## Compiti da svolgere
- 1) Secondo il testo della pagina, chi ha fondato il Misalignment A.I. Museum di San Francisco?
- 2) Trascrivi fedelmente dal testo della pagina il passo che comincia con "Pubblicato il 21" e prosegue fino a "averne uno proprio.".

## Testo della pagina
++++++++++

Pubblicato il 21 nov 2024

Lorenza Saettone

Filosofa specializzata in Epistemologia e Cognitivismo, PhD Student in Robotics and Intelligent Machines for Healthcare and Wellness of Persons



arte e ai (1)

Forse la domanda non è se l’IA ci sostituirà, ma cosa significa per l’umanità assistere alla creazione di qualcosa che può imitare il nostro desiderio di significato senza averne uno proprio.

Arte e tecnologia: il misalignment AI museum

Sempre più spesso sono state proposte soluzioni artistiche dove le tecnologie di IA sono co-creatrici o uniche autrici dell’opera. Un esempio emblematico è il “Misalignment A.I. Museum” di San Francisco, un’intera galleria d’arte non convenzionale fondata da Audrey Kim. Questo museo espone opere che mettono in discussione i rischi della tecnologia. Tra gli esempi c’è una scultura di due figure umane create con graffette, che evoca la nota “teoria dell’apocalisse delle graffette”.

++++++++++

## Righe fornite
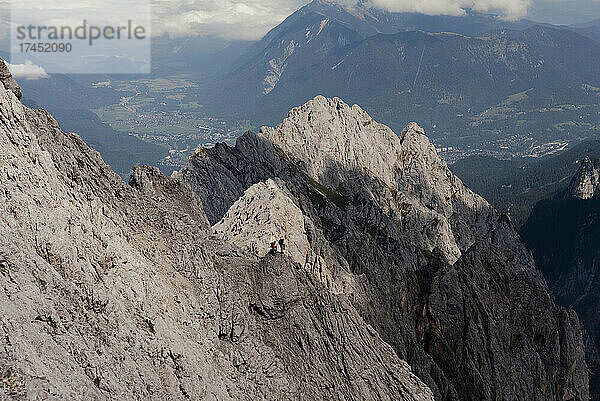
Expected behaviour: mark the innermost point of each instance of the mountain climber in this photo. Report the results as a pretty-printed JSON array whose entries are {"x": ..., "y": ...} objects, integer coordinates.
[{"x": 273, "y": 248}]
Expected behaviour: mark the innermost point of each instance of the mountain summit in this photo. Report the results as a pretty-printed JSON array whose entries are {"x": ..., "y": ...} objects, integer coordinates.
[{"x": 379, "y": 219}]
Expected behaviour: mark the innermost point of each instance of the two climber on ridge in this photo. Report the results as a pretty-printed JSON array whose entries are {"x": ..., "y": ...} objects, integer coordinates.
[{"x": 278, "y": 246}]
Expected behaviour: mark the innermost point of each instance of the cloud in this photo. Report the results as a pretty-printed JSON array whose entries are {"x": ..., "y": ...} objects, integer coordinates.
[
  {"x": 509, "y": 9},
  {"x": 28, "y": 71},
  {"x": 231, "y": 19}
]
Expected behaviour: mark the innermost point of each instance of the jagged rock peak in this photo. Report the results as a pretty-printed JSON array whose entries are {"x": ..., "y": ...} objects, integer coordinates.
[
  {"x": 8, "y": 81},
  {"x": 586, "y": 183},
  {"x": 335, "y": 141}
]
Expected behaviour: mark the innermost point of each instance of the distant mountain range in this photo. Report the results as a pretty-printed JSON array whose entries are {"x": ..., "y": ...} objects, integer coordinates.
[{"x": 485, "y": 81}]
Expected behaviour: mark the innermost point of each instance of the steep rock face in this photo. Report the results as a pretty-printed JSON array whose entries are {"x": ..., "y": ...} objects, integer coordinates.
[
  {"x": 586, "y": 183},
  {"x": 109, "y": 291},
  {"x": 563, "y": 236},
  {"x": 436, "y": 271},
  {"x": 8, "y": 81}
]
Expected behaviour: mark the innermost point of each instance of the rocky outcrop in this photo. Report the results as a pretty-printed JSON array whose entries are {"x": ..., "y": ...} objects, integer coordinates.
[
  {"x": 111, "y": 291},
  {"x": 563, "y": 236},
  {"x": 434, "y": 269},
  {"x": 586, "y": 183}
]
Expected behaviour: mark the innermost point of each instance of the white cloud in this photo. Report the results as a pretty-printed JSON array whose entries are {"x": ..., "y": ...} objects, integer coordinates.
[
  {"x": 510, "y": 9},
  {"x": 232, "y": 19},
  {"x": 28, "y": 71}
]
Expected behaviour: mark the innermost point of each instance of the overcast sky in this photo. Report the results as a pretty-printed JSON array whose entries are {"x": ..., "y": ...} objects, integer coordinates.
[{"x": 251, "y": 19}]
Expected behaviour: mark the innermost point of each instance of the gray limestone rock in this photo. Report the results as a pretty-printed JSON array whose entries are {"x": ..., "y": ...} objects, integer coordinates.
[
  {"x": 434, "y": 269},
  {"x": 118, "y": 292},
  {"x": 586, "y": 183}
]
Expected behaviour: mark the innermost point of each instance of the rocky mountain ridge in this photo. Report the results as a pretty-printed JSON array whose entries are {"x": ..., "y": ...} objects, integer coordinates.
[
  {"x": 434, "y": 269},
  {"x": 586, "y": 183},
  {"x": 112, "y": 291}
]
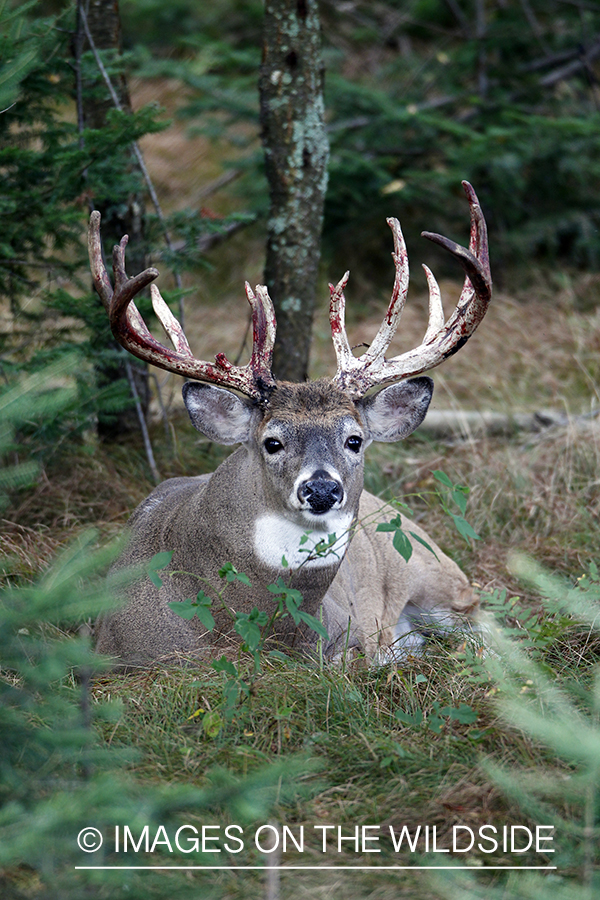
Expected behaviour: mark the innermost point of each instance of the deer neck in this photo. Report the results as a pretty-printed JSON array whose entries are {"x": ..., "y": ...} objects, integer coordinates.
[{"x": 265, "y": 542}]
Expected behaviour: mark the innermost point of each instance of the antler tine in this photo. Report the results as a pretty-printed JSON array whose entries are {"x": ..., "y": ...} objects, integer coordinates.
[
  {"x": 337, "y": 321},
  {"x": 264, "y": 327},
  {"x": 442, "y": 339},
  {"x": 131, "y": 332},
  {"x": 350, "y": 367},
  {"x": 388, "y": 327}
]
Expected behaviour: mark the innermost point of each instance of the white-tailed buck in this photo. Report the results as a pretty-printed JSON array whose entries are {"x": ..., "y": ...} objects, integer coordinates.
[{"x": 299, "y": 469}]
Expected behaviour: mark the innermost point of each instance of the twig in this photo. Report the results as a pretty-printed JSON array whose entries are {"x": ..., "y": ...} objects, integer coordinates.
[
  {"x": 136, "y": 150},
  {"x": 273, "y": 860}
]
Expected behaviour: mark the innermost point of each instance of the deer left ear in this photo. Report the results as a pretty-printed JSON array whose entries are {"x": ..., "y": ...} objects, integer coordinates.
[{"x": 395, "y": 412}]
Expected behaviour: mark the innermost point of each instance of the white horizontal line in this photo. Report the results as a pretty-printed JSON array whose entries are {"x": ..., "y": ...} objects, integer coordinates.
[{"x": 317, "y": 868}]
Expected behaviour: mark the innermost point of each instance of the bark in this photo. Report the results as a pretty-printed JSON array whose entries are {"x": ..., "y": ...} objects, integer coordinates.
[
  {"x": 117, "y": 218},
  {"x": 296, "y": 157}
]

++++++++++

## Risultati dei compiti
- 1) Audrey Kim.

- 2)
Pubblicato il 21 nov 2024

Lorenza Saettone

Filosofa specializzata in Epistemologia e Cognitivismo, PhD Student in Robotics and Intelligent Machines for Healthcare and Wellness of Persons



arte e ai (1)

Forse la domanda non è se l’IA ci sostituirà, ma cosa significa per l’umanità assistere alla creazione di qualcosa che può imitare il nostro desiderio di significato senza averne uno proprio.